** start DATA ENTRIES **

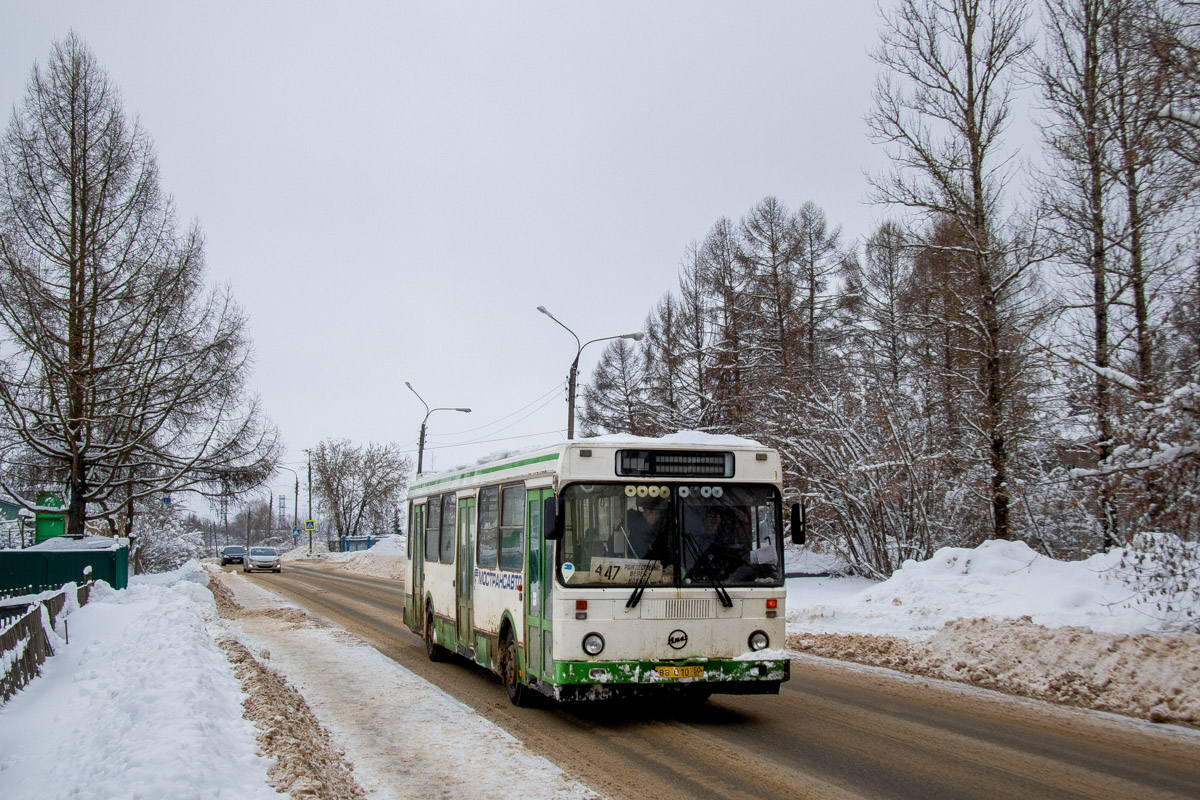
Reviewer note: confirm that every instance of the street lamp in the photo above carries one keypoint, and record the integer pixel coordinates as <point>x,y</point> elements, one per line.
<point>575,366</point>
<point>295,498</point>
<point>420,447</point>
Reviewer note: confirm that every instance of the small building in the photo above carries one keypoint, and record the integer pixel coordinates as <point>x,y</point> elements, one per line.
<point>9,511</point>
<point>48,524</point>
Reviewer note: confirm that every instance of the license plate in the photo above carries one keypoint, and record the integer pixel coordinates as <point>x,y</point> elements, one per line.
<point>679,672</point>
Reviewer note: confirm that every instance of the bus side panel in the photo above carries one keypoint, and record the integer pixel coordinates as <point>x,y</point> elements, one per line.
<point>441,597</point>
<point>415,563</point>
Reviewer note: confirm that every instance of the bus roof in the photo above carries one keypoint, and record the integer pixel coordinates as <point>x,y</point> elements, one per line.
<point>546,459</point>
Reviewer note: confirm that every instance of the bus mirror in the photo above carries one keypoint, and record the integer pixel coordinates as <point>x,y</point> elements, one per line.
<point>550,527</point>
<point>799,523</point>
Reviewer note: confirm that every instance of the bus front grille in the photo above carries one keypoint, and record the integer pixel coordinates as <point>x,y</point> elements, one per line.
<point>677,608</point>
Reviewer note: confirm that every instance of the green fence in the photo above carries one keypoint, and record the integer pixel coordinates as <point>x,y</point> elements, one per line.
<point>33,571</point>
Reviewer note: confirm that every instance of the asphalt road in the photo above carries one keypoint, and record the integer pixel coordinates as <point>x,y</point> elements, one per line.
<point>833,732</point>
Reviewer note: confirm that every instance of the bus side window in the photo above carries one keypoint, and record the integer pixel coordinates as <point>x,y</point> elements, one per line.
<point>432,525</point>
<point>511,528</point>
<point>449,517</point>
<point>489,527</point>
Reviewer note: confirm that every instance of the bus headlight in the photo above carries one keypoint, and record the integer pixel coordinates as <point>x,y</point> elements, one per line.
<point>593,644</point>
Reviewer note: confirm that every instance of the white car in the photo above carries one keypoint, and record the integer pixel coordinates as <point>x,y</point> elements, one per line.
<point>262,558</point>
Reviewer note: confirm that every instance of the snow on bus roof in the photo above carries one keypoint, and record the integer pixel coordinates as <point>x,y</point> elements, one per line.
<point>697,438</point>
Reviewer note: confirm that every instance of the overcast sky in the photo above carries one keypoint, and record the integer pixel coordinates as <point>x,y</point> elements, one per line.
<point>393,188</point>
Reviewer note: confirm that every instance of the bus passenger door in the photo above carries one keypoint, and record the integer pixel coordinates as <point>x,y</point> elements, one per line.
<point>538,584</point>
<point>466,567</point>
<point>417,569</point>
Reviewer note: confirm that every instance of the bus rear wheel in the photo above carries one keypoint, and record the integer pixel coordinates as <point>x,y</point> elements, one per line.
<point>432,649</point>
<point>519,693</point>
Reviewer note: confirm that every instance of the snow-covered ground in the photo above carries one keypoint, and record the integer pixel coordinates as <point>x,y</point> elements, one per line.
<point>144,702</point>
<point>1005,617</point>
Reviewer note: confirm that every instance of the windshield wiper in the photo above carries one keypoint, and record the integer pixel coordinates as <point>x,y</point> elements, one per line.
<point>641,584</point>
<point>726,601</point>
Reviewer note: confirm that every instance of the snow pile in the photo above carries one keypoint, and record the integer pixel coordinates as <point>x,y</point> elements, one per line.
<point>996,579</point>
<point>141,698</point>
<point>385,559</point>
<point>1006,618</point>
<point>405,737</point>
<point>805,560</point>
<point>88,542</point>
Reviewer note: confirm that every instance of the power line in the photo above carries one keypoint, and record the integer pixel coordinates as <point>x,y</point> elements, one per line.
<point>549,395</point>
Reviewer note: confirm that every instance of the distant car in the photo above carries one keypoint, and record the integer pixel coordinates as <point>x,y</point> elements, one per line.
<point>233,554</point>
<point>262,558</point>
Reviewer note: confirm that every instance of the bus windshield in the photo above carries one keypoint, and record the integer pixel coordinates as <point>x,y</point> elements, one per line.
<point>634,534</point>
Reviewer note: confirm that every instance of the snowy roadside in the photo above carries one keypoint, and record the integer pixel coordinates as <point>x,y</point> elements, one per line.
<point>403,737</point>
<point>139,703</point>
<point>1005,618</point>
<point>155,696</point>
<point>999,617</point>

** end DATA ENTRIES **

PROBLEM STATEMENT = Rewrite the stretch of the listing from the line containing "Reviewer note: confirm that every instance of the windshield" through the line containing "<point>634,534</point>", both included, with the request lines kept as they are. Multiply each point coordinate by 0.45 and round to a whole number, rounding halves up.

RIGHT ANSWER =
Reviewer note: confirm that every instance of the windshield wiper in the photo above carries one keypoint, and record the integer pixel coordinates as <point>x,y</point> elements, one per line.
<point>288,263</point>
<point>327,270</point>
Reviewer note: confirm that every instance of the snow pile in the photo above carries one keypoint, and record the integer pixel coordinates as <point>x,y</point> elements, one per line.
<point>448,261</point>
<point>63,314</point>
<point>173,252</point>
<point>453,278</point>
<point>182,332</point>
<point>362,252</point>
<point>40,244</point>
Reviewer note: confirm that every instance of the power line in the photo above carries one keypoint, and record the integer pixel coordinates as <point>x,y</point> elements, one per line.
<point>247,178</point>
Reviewer note: confirm that every instance of the distant car in the photo above carries one keypoint, and record the integer pixel coordinates as <point>x,y</point> elements, one per line.
<point>105,249</point>
<point>118,251</point>
Reviewer note: confirm that every instance of the bus windshield in the photo above carries one keypoint, and record the integer pixel coordinates as <point>x,y</point> elements, one per line.
<point>285,240</point>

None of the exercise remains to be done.